* Short exercise A
For the PostgreSQL forum thread, decide whether each statement agrees with it: (i) one poster says Mongo appeared around 2008; (ii) lucian1900 calls Mongo impressive; (iii) sargun's problem with PostgreSQL is that it doesn't have every datastore. For each, answer yes or no and quote the text's deciding words.
* Short exercise B
List every username that posts a reply in the PostgreSQL forum thread.
* Short exercise C
Reproduce the part of the PostgreSQL forum thread that opens with the words containing "Why do you need" and closes with "distribution, and fault-tolerance.".

PostgreSQL as Schemaless Database [pdf]

[+] neya|13 years ago|reply

Where is taligent when we need him? MongoDB is pretty impressive considering its age to the market, but I'd still go with the relational version of PostgreSQL anyday. Not because of the benchmarks, but in general, most use-cases are covered well enough by our relational db's like MySQL and PostgreSQL. The most expensive mistake one could make is using a NoSQL db where an SQL db fits perfectly. I admittedly made this mistake and learnt a LOT. Now, these benchmarks are just some extra spice for sticking with my lovely PostgresSQL :)

[+] jacques_chester|13 years ago|reply

I think it's easy to forget that mongo did hit an under-served sweetspot when it turned up in 2008ish. But SSDs and the explosion in per-core RAM density have steadily rendered those advantages less compelling.

I imagine that as time goes on the PostgreSQL team will do their usual tortoise impression, steadily closing the distance on the NoSQL pioneers (and they deserve credit for reopening and re-exploring this chapter in database history).

[+] lucian1900|13 years ago|reply

You managed to choose the worst new database out there to call impressive :) Cassandra is impressive. Mongo? Not so much.

[+] taligent|13 years ago|reply

Why do you need me ? I am just that crazy troll who believes that no database is perfect for all use cases and that making blind generalisations like "all NoSQL is bad" is stupid. Especially since MongoDB is as different from Cassandra or Riak as it is from Spanner as that is from the other 120+ odd NoSQL databases.

And if benchmarks impress you I suggest you take a look at Cassandra sometime.

http://techblog.netflix.com/2011/11/benchmarking-cassandra-s...

[+] sargun|13 years ago|reply

So, the problem that I have with PostgreSQL isn't that it doesn't have every datastore under the sun, but rather the lack of automated distribution, and fault-tolerance.

This is not a hard thing to build though (continue reading please). I don't mean that it's an easy task, but that the semantics by which you may be able to build a fault-tolerant, distributed database on top of Postgresql are pretty straightforward.

1. Partitioning: So, Postgresql has multiple notions of partitions. Ideally, this would be done at the database level in Postgres, but the idea is that instead of having your entire database fail at once, a transparent layer in which you SET PARTITION_KEY=X before querying would make this pretty straightforward. It would be nice if there was a semi-transparent proxy layer that this.

* Information shown
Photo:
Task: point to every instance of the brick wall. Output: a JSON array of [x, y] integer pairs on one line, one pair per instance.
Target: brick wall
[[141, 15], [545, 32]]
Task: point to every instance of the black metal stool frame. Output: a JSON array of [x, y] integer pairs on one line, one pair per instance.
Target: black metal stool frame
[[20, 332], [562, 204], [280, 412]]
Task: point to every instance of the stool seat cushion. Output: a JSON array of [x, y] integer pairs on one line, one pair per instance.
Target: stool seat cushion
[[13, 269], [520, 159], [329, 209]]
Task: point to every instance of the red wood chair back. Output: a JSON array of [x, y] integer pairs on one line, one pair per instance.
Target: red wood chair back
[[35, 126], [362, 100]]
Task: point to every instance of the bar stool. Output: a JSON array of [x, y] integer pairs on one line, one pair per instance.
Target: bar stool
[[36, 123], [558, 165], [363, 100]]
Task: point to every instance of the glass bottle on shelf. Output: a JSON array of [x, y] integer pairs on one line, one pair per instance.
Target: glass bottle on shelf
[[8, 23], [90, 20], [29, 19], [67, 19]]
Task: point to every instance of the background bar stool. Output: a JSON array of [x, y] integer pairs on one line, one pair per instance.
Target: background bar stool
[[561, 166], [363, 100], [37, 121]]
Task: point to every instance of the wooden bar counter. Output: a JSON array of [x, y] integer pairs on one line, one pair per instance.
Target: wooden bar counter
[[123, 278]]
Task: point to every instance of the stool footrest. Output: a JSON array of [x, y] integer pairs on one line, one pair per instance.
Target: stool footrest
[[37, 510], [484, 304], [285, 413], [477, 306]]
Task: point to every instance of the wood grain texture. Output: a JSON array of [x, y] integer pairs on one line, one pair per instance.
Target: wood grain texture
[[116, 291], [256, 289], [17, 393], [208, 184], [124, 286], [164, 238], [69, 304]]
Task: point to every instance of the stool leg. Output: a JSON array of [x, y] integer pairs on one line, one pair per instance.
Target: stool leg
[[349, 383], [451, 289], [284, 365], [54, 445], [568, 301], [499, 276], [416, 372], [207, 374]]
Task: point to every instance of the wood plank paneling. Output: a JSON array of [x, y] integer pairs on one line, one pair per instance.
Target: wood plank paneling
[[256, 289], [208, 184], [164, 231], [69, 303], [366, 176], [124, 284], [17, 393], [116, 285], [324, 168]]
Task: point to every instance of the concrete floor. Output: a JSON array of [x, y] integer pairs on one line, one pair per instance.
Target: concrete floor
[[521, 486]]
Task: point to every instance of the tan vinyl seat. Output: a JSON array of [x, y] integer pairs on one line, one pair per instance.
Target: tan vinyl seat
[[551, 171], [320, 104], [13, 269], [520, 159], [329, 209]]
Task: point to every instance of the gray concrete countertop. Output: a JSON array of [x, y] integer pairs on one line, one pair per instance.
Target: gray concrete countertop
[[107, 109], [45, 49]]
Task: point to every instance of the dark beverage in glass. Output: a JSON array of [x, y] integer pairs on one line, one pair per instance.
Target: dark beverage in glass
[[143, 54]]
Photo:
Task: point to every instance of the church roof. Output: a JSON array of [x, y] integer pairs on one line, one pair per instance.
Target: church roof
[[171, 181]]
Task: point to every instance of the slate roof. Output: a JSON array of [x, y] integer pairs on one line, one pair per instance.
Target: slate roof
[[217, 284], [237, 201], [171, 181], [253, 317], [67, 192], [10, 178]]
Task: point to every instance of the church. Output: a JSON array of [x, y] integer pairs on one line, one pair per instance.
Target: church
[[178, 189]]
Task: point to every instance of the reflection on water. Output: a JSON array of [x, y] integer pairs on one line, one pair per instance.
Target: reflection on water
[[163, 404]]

* Final answer A
(i) Yes: "mongo did hit an under-served sweetspot when it turned up in 2008ish"
(ii) No: "Cassandra is impressive. Mongo? Not so much."
(iii) No: "the problem that I have with PostgreSQL isn't that it doesn't have every datastore under the sun, but rather the lack of automated distribution, and fault-tolerance"

* Final answer B
neya, jacques_chester, lucian1900, taligent, sargun

* Final answer C
Why do you need me ? I am just that crazy troll who believes that no database is perfect for all use cases and that making blind generalisations like "all NoSQL is bad" is stupid. Especially since MongoDB is as different from Cassandra or Riak as it is from Spanner as that is from the other 120+ odd NoSQL databases.

And if benchmarks impress you I suggest you take a look at Cassandra sometime.

http://techblog.netflix.com/2011/11/benchmarking-cassandra-s...

[+] sargun|13 years ago|reply

So, the problem that I have with PostgreSQL isn't that it doesn't have every datastore under the sun, but rather the lack of automated distribution, and fault-tolerance.